__EXERCÍCIO PROPOSTO 1__: Transcreve literalmente os registos, desde o início até à linha que contém "point(824, 39)", incluindo essa linha.

Saif Abu Bakr impressionou de tal forma James Brown que o astro quis levá-lo com ele, fazer dele músico da sua banda. Saif recusou: “Tinha o meu emprego confortável no  Kuwait, não queria entrar numa aventura.” Aconteceu em 1981, com Saif encarregado de ajudar Brown na sua estadia no Kuwait – falava bem inglês porque tinha estudado na Inglaterra. Saif conta que sugeriu ao norte-americano que tocasse Super bad, mas o baixista de Brown não estava a dar conta do recado, aquela linha de baixo irresistível. Saif tocou-a na perfeição naquele palco.

Saif, sudanês emigrado, não precisava de James Brown: era já uma estrela. “No Kuwait, toquei não sei com quantas bandas… acho que com umas 20. Vinham de sítios diferentes, tocavam no Sheraton, no Hilton”, conta aos 58 anos, pelo Skype, a partir do Kuwait, onde é professor de inglês. No Sudão, ele e os seus Scorpions actuaram onde havia um palco: na fervilhante vida nocturna da capital, Cartum, em casamentos, hotéis, casinos. “Começámos em Cartum. Nessa altura, em Cartum, a música era tão forte e popular. Havia muitos clubes nocturnos, muitas festas. É um hábito no Sudão os casamentos terem a nossa banda, os Scorpions, e outras. Havia muita vida, muito mais do que agora. Os Scorpions eram muito populares, Sharhabeel [Ahmed] também.”

Os Scorpions faziam aquilo a que localmente se chamava jazz, mas que, aos ouvidos ocidentais, surge como uma mistura de funk endiabrado (ouça-se Nile waves), batidas quebradas, entre a tradição sudanesa e a influência anglo-saxónica, soul, metais em fúria e, sim, algum requinte jazzístico. Em 1980, lançaram Jazz, Jazz, Jazz, disco que o alemão Jannis Stürtz veria, há três ou quatro anos, chegar aos mil dólares no site de leilões eBay. Foi a primeira vez que o dono da editora Habibi Funk tomou consciência das maravilhas da música sudanesa.

[Registos de um conjunto de anotações de pontos]
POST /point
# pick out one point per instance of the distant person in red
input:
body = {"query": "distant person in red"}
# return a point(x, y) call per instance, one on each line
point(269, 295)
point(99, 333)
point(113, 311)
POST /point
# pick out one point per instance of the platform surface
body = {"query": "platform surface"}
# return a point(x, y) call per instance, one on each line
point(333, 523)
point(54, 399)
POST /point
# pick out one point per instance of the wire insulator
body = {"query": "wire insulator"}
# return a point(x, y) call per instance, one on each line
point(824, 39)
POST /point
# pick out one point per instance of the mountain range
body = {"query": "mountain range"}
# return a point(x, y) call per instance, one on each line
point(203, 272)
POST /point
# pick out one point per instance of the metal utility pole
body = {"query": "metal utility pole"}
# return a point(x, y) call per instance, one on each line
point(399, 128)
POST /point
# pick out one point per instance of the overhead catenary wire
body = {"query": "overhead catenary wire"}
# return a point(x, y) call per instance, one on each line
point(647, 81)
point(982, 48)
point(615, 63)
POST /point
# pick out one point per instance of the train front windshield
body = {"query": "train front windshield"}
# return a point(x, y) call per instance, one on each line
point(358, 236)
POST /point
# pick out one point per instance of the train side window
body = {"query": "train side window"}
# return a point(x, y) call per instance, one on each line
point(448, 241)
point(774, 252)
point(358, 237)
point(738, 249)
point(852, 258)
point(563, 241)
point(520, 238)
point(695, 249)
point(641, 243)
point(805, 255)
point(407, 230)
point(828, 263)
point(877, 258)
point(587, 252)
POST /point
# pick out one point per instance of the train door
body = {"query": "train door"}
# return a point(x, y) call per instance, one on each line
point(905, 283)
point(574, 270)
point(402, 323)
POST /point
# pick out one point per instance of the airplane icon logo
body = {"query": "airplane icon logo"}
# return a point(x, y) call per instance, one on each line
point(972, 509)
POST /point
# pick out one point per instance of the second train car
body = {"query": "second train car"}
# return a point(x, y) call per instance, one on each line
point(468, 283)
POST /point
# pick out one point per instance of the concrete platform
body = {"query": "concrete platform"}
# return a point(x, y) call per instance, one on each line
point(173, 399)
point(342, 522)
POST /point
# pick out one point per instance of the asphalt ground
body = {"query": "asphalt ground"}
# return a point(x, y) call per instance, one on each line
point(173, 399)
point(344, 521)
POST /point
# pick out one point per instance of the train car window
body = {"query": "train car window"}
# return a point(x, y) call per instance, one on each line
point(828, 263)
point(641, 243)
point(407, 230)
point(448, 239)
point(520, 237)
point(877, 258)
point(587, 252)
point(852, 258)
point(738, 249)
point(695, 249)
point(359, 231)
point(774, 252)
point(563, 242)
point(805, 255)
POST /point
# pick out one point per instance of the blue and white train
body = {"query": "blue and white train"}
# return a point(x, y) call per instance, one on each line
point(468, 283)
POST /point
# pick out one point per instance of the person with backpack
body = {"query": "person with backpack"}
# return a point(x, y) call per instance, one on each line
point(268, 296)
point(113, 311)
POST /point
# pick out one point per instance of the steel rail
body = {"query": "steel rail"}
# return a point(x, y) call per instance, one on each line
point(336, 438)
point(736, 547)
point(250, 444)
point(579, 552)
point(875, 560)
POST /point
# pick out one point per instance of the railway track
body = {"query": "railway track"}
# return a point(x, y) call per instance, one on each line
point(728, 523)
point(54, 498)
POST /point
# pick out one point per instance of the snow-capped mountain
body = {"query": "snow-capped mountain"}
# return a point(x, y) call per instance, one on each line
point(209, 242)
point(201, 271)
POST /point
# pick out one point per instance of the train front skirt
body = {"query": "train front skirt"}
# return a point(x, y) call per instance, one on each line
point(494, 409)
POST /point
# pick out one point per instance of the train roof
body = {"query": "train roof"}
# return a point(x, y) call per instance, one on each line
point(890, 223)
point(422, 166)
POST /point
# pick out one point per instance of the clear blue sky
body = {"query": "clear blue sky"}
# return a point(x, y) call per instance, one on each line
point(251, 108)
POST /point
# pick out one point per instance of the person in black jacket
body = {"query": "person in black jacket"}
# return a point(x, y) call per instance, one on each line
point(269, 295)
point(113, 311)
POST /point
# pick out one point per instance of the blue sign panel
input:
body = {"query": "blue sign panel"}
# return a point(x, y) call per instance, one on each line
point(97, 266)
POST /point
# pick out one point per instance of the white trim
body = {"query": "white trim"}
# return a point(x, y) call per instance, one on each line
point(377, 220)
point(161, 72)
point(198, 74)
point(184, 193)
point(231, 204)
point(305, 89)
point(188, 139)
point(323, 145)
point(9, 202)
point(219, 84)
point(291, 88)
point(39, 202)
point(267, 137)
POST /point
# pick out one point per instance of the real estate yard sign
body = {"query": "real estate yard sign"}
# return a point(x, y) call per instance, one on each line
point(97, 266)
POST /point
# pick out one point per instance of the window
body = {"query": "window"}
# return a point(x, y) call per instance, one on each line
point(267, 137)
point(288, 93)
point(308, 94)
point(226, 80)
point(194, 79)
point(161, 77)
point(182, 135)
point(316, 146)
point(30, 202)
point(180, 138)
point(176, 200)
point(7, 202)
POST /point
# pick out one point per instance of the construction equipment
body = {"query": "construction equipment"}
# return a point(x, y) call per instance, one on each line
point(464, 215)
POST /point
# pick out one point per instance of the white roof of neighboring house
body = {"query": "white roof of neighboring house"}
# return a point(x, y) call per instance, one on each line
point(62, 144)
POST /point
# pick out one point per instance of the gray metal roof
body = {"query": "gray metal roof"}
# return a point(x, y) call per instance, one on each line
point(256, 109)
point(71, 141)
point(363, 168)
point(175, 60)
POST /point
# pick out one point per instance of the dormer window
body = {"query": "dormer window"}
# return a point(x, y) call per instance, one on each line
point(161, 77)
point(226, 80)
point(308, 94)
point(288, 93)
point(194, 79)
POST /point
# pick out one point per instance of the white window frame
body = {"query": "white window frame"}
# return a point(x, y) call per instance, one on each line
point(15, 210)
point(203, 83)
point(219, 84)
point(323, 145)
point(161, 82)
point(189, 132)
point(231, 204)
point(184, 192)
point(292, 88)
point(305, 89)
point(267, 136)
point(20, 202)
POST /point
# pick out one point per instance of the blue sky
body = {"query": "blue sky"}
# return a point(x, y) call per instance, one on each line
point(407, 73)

__EXERCÍCIO PROPOSTO 2__: Retoma o texto sobre o músico sudanês Saif Abu Bakr e prossegue-o a partir do ponto em que termina.

__RESPOSTA 1__:
POST /point
# pick out one point per instance of the distant person in red
input:
body = {"query": "distant person in red"}
# return a point(x, y) call per instance, one on each line
point(269, 295)
point(99, 333)
point(113, 311)
POST /point
# pick out one point per instance of the platform surface
body = {"query": "platform surface"}
# return a point(x, y) call per instance, one on each line
point(333, 523)
point(54, 399)
POST /point
# pick out one point per instance of the wire insulator
body = {"query": "wire insulator"}
# return a point(x, y) call per instance, one on each line
point(824, 39)

__RESPOSTA 2__:
Este ano, a Habibi Funk reeditou Jazz, Jazz, Jazz e editou Muslims and Christians, compilação de material gravado por Kamal Keila em sessões para a rádio sudanesa em 1992 (ouvimo-lo cantar sobre a necessidade de uma revolução agrícola enquanto a guitarra pica funk e os metais embalam as ancas; ouvimo-lo a pedir união entre muçulmanos e cristãos, entre Norte e Sul, por uma só nação). Ao mesmo tempo, Vik Sohonie, indiano fixado em Nova Iorque, responsável pela Ostinato Records, também mergulhava na música sudanesa. Graças a ele, podemos ouvir as compilações Two Niles to Sing a Melody: The Violins & Synths of Sudan, retrato da música popular de Cartum, sobretudo das décadas de 1960 e 1970, e The Shaigiya Sound of Sudan, com a música tradicional e rural de Abu Obaida Hassan.

 De repente, não há desculpas para desconhecer os tesouros do Sudão – um país que fez da música arma de emancipação nacional.

 A música faz um país

Antes de criar a Ostinato, Vik Sohonie era jornalista. Gostava particularmente de escrever sobre países que acreditava “serem injustamente representados pelos media mundiais”. “Os media pintam o Sudão como um país peculiar, que não é capaz de produzir algo rico e maravilhoso, apenas como um país que produz miséria e violência”, diz ao Ípsilon, pelo Skype, antes de viajar para o Chade, para mais um projecto. Resultado: “Quando falamos do Sudão não falamos de música sudanesa.”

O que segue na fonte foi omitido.